--- ÜBUNGSMATERIAL ---
.....
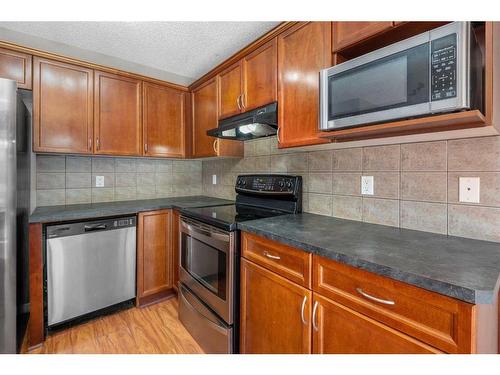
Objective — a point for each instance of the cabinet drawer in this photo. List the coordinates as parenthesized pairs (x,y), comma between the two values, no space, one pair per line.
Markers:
(440,321)
(286,261)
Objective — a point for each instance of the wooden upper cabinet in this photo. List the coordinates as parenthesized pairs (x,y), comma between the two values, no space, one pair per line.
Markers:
(303,50)
(154,254)
(16,66)
(348,33)
(230,91)
(163,121)
(260,76)
(62,107)
(204,110)
(117,116)
(275,313)
(338,329)
(204,107)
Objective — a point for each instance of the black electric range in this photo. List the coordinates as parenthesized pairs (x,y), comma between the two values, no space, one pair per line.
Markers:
(209,252)
(259,196)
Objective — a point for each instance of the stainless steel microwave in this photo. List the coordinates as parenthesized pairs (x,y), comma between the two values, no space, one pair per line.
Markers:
(428,73)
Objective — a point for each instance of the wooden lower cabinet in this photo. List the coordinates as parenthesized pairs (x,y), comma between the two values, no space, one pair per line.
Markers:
(176,238)
(341,330)
(154,256)
(337,313)
(271,319)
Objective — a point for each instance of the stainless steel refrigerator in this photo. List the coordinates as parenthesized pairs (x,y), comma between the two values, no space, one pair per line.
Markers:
(15,155)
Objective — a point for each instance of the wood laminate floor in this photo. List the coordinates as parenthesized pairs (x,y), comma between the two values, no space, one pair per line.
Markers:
(150,330)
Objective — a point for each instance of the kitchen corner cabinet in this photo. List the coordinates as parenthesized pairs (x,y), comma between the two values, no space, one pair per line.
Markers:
(230,91)
(271,311)
(204,115)
(163,121)
(62,107)
(303,50)
(343,310)
(348,33)
(154,256)
(16,66)
(250,83)
(117,115)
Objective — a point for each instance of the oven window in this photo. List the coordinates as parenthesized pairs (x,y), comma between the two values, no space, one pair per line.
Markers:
(205,263)
(394,81)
.....
Tausche in allen Datensätzen oben „in this photo“ gegen „in this image“ und gib die Zeilen ansonsten unverändert wieder. Lass die Bilder in deiner Antwort weg.

--- ANTWORT ZUR ÜBUNG ---
Objective — a point for each instance of the cabinet drawer in this image. List the coordinates as parenthesized pairs (x,y), comma between the two values, no space, one pair per line.
Markers:
(440,321)
(286,261)
Objective — a point for each instance of the wooden upper cabinet in this image. List the coordinates as parenthesized pairs (x,y), comma between the two values, no space, one pair per line.
Markers:
(303,50)
(154,254)
(16,66)
(348,33)
(230,91)
(163,121)
(260,76)
(62,107)
(204,110)
(117,116)
(275,313)
(338,329)
(204,107)
Objective — a point for each instance of the black electric range in this image. List the coordinates as parenthesized pairs (x,y), comma between the two values, no space, one pair per line.
Markers:
(209,252)
(259,196)
Objective — a point for each instance of the stainless steel microwave in this image. List the coordinates as parenthesized pairs (x,y), comma between the two values, no space, one pair per line.
Markers:
(428,73)
Objective — a point for each instance of the wooden lower cabinet in this image. List the coordinates as parenthesized pairs (x,y), comma between the two values, no space, one pair per line.
Markers:
(176,238)
(341,330)
(154,256)
(337,313)
(271,319)
Objective — a point for each instance of the stainless steel refrigerator in this image. List the coordinates as parenthesized pairs (x,y), comma between the two values, no space, one pair per line.
Markers:
(15,155)
Objective — a point for each instance of the wood laminate floor in this image. List the coordinates as parenthesized pairs (x,y), comma between the two values, no space, one pair per line.
Markers:
(150,330)
Objective — a point for each instance of the kitchen corner cabinet in this image. List the coordinates as parenthesized pairs (x,y), comma between the two values, no space, one pair per line.
Markers:
(230,91)
(271,311)
(204,115)
(163,121)
(62,107)
(303,50)
(343,310)
(348,33)
(154,256)
(16,66)
(250,83)
(117,115)
Objective — a point for each instance of the oven window in this image. List the coordinates as parenthesized pairs (x,y), comma between the two values, no space, one pair per line.
Markers:
(205,263)
(394,81)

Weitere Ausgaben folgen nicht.